_Document text_
--- Start ---

Package llama-cpp-d on DUB

To use this package, run the following command in your project's root directory:

llama-cpp-d

Latest release

D bindings for llama.cpp.

Requirements

Tool	Minimum
LDC or DMD	≥ 2.111 (`importC` required)
CMake	≥ 3.14
C++17 compiler	GCC / Clang / MSVC

How to use

dub add llama-cpp-d

Tools

hf-download

List and download GGUF files from HuggingFace Hub:

cd tools && dub build --build=release

# List available .gguf files in a repository
./build/hf-download -r unsloth/Qwen3.5-0.8B-GGUF

# Download a specific file
./build/hf-download -r unsloth/Qwen3.5-0.8B-GGUF -f Qwen3.5-0.8B-Q4_K_M.gguf -o ~/models

# With authentication (private repos / higher rate limits)

--- End ---

_Rows_

--- Start ---

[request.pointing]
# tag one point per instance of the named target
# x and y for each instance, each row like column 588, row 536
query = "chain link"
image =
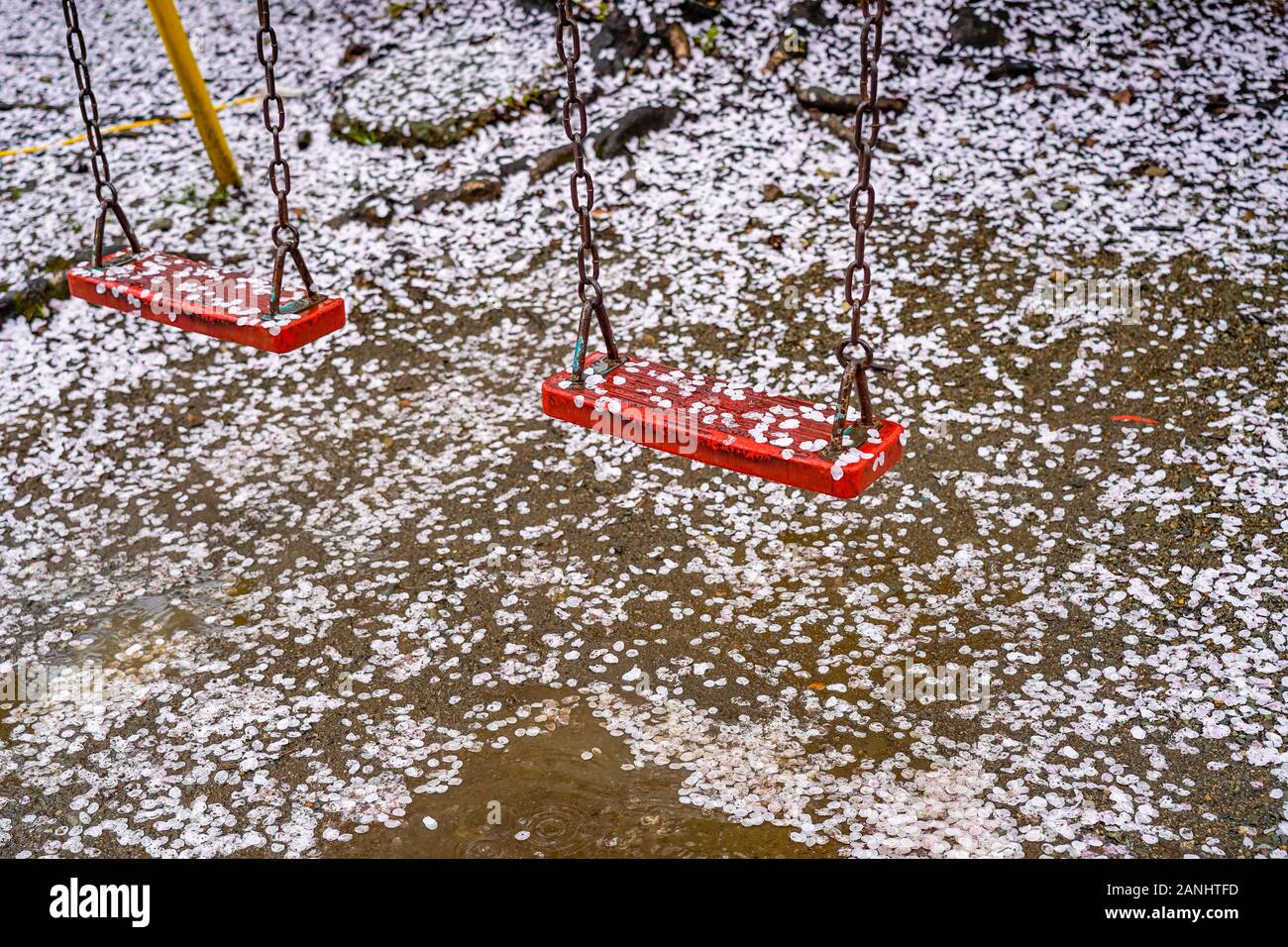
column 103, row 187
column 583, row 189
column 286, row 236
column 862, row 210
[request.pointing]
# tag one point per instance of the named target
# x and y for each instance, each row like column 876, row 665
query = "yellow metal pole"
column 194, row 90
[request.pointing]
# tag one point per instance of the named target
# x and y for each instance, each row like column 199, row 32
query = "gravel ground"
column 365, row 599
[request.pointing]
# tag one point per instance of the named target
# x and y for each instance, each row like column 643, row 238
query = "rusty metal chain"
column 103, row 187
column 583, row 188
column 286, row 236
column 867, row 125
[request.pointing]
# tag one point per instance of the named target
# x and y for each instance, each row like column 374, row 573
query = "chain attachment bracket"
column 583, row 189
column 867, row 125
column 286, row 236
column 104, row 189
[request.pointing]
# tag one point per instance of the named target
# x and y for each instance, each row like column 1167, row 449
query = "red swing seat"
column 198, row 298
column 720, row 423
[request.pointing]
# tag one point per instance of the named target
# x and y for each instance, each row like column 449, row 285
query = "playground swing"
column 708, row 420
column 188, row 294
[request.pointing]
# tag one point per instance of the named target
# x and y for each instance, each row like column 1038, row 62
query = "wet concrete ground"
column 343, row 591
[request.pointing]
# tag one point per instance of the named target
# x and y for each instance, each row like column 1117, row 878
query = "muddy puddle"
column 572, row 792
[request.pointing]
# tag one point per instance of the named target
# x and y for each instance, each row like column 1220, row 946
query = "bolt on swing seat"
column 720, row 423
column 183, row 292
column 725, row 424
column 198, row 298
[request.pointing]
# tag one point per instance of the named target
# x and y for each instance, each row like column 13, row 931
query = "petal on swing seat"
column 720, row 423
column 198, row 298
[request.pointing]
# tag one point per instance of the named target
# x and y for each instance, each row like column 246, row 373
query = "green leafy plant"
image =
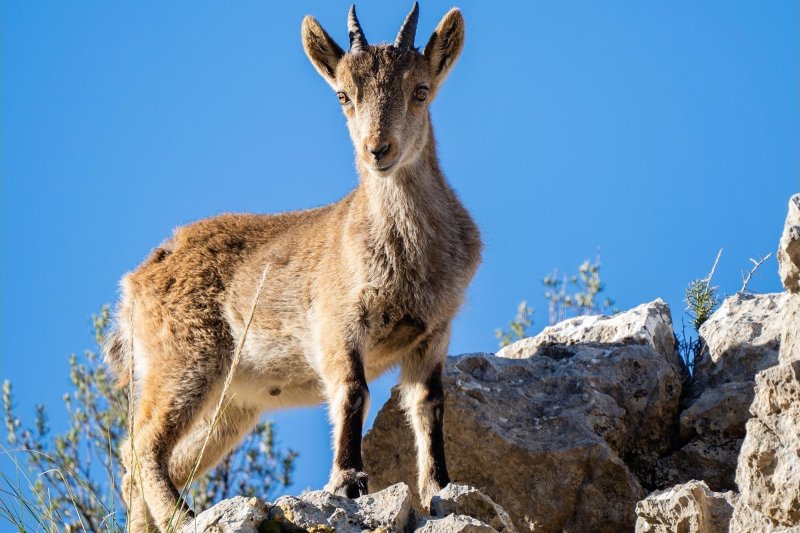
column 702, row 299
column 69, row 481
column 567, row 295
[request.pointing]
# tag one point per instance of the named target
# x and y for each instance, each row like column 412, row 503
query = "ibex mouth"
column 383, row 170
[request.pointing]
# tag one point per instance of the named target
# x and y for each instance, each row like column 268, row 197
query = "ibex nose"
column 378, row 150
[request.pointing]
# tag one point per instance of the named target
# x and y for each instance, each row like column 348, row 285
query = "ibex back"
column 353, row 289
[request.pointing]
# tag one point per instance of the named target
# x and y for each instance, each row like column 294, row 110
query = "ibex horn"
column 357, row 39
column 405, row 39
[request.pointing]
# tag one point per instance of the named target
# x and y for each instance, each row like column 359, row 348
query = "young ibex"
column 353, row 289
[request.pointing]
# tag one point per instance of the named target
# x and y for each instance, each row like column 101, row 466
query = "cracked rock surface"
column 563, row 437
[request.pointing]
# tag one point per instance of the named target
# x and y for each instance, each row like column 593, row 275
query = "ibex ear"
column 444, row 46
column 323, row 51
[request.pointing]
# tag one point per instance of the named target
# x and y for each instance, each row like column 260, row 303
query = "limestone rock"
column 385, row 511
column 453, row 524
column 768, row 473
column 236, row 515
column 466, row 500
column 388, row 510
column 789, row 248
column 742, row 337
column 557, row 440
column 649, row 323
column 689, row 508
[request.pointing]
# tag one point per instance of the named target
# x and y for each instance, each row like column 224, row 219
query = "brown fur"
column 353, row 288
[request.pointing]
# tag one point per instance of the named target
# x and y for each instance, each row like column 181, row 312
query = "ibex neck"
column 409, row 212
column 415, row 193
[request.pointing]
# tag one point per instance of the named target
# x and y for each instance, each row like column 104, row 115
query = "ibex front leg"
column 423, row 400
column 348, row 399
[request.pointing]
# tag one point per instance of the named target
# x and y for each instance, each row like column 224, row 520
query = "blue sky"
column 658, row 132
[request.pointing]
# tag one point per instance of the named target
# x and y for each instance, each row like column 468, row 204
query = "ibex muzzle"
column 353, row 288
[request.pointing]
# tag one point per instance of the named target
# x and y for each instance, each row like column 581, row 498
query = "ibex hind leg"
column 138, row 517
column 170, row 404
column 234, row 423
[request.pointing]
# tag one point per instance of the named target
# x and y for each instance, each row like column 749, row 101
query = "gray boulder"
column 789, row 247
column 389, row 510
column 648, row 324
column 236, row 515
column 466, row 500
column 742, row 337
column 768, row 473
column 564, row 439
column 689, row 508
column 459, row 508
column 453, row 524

--- End ---

_What is asked_
• a. Summarize the llama-cpp-d package page in two sentences.
• b. Duplicate the part of the llama-cpp-d package page between "# Download a" and "higher rate limits)", inclusive.
• c. According to the llama-cpp-d package page, what is the minimum CMake version?
Base your work only on the llama-cpp-d package page, not on the entries.

_Answers to the exercises_
• a. llama-cpp-d is a DUB package that provides D bindings for llama.cpp and requires LDC or DMD 2.111 or later with importC, CMake 3.14 or later, and a C++17 compiler such as GCC, Clang, or MSVC. It includes an hf-download tool that lists and downloads GGUF files from HuggingFace Hub.

• b.
# Download a specific file
./build/hf-download -r unsloth/Qwen3.5-0.8B-GGUF -f Qwen3.5-0.8B-Q4_K_M.gguf -o ~/models

# With authentication (private repos / higher rate limits)

• c. CMake 3.14 or later.